(Exercise brief)
Find every line below where the string "white" shows up, and copy those lines.

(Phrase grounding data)
···
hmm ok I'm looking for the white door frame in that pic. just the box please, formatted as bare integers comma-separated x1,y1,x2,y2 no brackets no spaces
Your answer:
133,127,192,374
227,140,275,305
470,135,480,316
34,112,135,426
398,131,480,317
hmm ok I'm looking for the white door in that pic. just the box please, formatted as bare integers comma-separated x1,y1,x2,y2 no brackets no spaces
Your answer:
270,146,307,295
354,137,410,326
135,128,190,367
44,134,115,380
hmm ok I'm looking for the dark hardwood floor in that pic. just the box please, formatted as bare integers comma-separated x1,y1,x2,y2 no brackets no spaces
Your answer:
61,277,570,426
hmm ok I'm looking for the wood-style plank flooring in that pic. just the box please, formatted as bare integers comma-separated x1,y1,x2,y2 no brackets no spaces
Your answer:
···
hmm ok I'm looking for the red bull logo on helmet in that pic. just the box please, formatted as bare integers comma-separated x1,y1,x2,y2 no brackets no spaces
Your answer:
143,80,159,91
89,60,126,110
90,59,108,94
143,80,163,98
···
(Result)
hmm ok I'm looking for the white door frame in that pic. just the box please, formatted as bare integers comma-separated x1,y1,x2,y2 no brackets no spaces
hmm ok I'm looking for the white door in that pic. just the box please, formatted as bare integers comma-separated x1,y1,x2,y2 no brackets no spaces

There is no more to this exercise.